* _Objective_: Rewrite the data below so that every "pixel coordinates" becomes "image coordinates" and nothing else changes. Omit the pictures.

>> begin Records supplied

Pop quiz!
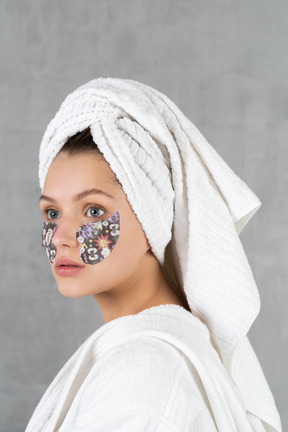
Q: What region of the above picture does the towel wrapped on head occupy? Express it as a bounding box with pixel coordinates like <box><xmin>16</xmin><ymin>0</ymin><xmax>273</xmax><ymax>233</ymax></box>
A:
<box><xmin>39</xmin><ymin>78</ymin><xmax>280</xmax><ymax>430</ymax></box>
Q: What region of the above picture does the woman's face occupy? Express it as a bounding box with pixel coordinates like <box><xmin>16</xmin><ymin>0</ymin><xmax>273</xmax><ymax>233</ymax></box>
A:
<box><xmin>40</xmin><ymin>153</ymin><xmax>152</xmax><ymax>299</ymax></box>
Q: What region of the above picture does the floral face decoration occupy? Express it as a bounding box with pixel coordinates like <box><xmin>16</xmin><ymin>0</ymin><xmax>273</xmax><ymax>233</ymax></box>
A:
<box><xmin>42</xmin><ymin>211</ymin><xmax>120</xmax><ymax>265</ymax></box>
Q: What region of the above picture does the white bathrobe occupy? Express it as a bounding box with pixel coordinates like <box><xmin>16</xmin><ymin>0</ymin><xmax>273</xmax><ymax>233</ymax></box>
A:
<box><xmin>25</xmin><ymin>305</ymin><xmax>281</xmax><ymax>432</ymax></box>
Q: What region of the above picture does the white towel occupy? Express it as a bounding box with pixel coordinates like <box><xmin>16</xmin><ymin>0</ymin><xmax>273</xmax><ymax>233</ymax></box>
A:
<box><xmin>39</xmin><ymin>78</ymin><xmax>281</xmax><ymax>431</ymax></box>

>> end Records supplied

* _Response_:
Pop quiz!
Q: What region of the above picture does the towel wrapped on head occupy? Express it as a bounding box with image coordinates like <box><xmin>16</xmin><ymin>0</ymin><xmax>273</xmax><ymax>233</ymax></box>
A:
<box><xmin>39</xmin><ymin>78</ymin><xmax>280</xmax><ymax>430</ymax></box>
Q: What region of the above picture does the woman's face occupy? Express it as a bounding box with image coordinates like <box><xmin>16</xmin><ymin>0</ymin><xmax>273</xmax><ymax>233</ymax></box>
A:
<box><xmin>40</xmin><ymin>153</ymin><xmax>152</xmax><ymax>299</ymax></box>
Q: What region of the above picture does the floral face decoration occupy? Express it as a bounding box with image coordinates like <box><xmin>16</xmin><ymin>0</ymin><xmax>273</xmax><ymax>233</ymax></box>
A:
<box><xmin>42</xmin><ymin>211</ymin><xmax>120</xmax><ymax>265</ymax></box>
Q: What region of the above picture does the white bathrobe occupy? Express it as a bounding box with image coordinates like <box><xmin>16</xmin><ymin>0</ymin><xmax>273</xmax><ymax>233</ymax></box>
A:
<box><xmin>25</xmin><ymin>305</ymin><xmax>281</xmax><ymax>432</ymax></box>
Q: What region of the above picture does the white towel occupy? Express it as a bounding box with image coordinates like <box><xmin>16</xmin><ymin>0</ymin><xmax>273</xmax><ymax>233</ymax></box>
A:
<box><xmin>39</xmin><ymin>78</ymin><xmax>281</xmax><ymax>431</ymax></box>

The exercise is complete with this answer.